READING PASSAGE:

START

Fenix P1 with a Cree XR-E 750ma should be a mind blowing pocket rocket. Can't wait till the manufacuters start to use them, Headlamps should benifit greatly.


----------



## IsaacHayes (Oct 24, 2006)

The luxV does look very warmer. However cameras play tricks and it could be a greenie even. No less it's probably exagerated than what you see in real life. I find the whiter cree in that photo easier to see. Why? Well the top luxV tint seems to make the tree and background all blendtogether. It lacks contrast and looks like a muddy mess to me. The cree picture seems to make the tree pop out from the background dirt more.


----------



## SuperTorch (Oct 24, 2006)

Luxeon V is being fed 20% more power too, I'd say from the screens the Cree XR-E are living up to thier promise and at least they are not just a little step forward but are obvious to even nuby eyes.


----------



## x2x3x2 (Oct 24, 2006)

IsaacHayes said:


> The luxV does look very warmer. However cameras play tricks and it could be a greenie even. No less it's probably exagerated than what you see in real life. I find the whiter cree in that photo easier to see. Why? Well the top luxV tint seems to make the tree and background all blendtogether. It lacks contrast and looks like a muddy mess to me. The cree picture seems to make the tree pop out from the background dirt more.




Actually camera's dont exagerate, in fact in real life your eye actually "white balance" things automatically depending on your surrounding or the temperature of light which u have been exposed to. The camera (assuming they have been locked to the same setting for both shots) shows a pretty accurate difference in both color temp and true brightness difference.


----------



## Ikonomi (Oct 24, 2006)

Wow. That Cree beamshot is sex.

The spill is slightly narrower than the LuxV but even more intense... And the LuxV has been the spill king for a while.

You know, this reminds me of AMD vs Intel a while back: Efficient Athlon K7s and K8s vs high-clocked, power-hungry Pentiums. If this new XR-E grabs enough market- and mind-share, maybe it will spur Lumileds to innovate a little more and eventually release the Intel Core 2 Duo of high-powered LEDs. 

By the way... I wonder what the XR-E would look like behind an McR-27L.


----------



## McGizmo (Oct 24, 2006)

> The camera (assuming they have been locked to the same setting for both shots) shows a pretty accurate difference in both color temp and true brightness difference.



Same manual shutter and F stop used for both images.


----------



## AlexGT (Oct 24, 2006)

I second that! Please If someone has that reflector and led post a beamshot pic, maybe compared with a lux 3 with a 27 IMS or MCR reflector for beam hotspot size reference. 



Ikonomi said:


> I wonder what the XR-E would look like behind an McR-27L.


----------



## IsaacHayes (Oct 24, 2006)

x2x3x2, true, I meant that your eyes don't see such a drastic difference, and yeah, looking at one color then at another can really confuse things! And of course cameras can do weird things too if not set on the right balance, I saw a show where florecent lights looked straight blue!!

I personaly cant wait to see where these leds go as far as reflectors/hosts... b/c I don't have the stuff to be the tester!!


----------



## AlexGT (Oct 24, 2006)

I compared the Mcr-19 and Mcr - 27L and seems that the 27L might focus the cree led in a decent beam, I enlarged the 19 to the 27L size keeping the aspect ratio and as you can see the curvature seems almost the same only the 19 being a bit deeper by about 5mm. can someone test the 27L with the cree led?

END

WHAT IS EXPECTED:
Reproduce the LED forum thread verbatim, everything from "Actually camera's dont" down to "of high-powered LEDs.".

Stored data entries:
START

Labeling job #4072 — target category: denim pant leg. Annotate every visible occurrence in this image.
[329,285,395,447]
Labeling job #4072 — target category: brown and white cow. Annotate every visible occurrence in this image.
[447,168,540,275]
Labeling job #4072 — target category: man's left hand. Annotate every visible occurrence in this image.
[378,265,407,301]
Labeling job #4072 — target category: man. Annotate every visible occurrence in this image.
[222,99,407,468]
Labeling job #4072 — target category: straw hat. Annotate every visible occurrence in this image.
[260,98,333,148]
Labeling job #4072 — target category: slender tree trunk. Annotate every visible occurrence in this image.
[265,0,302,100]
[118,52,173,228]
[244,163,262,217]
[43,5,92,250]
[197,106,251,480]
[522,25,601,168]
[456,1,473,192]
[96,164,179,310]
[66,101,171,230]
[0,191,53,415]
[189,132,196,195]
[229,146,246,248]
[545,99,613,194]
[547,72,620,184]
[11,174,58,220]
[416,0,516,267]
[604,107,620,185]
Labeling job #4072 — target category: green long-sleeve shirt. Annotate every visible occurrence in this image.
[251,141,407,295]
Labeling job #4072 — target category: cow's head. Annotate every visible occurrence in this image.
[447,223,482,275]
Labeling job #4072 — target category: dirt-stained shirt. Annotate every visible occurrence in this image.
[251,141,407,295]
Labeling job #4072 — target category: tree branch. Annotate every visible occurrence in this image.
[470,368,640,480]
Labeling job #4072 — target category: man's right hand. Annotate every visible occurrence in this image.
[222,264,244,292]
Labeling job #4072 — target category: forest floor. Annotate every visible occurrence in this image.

END

ANSWER IN FULL:
Actually camera's dont exagerate, in fact in real life your eye actually "white balance" things automatically depending on your surrounding or the temperature of light which u have been exposed to. The camera (assuming they have been locked to the same setting for both shots) shows a pretty accurate difference in both color temp and true brightness difference.


----------



## Ikonomi (Oct 24, 2006)

Wow. That Cree beamshot is sex.

The spill is slightly narrower than the LuxV but even more intense... And the LuxV has been the spill king for a while.

You know, this reminds me of AMD vs Intel a while back: Efficient Athlon K7s and K8s vs high-clocked, power-hungry Pentiums. If this new XR-E grabs enough market- and mind-share, maybe it will spur Lumileds to innovate a little more and eventually release the Intel Core 2 Duo of high-powered LEDs.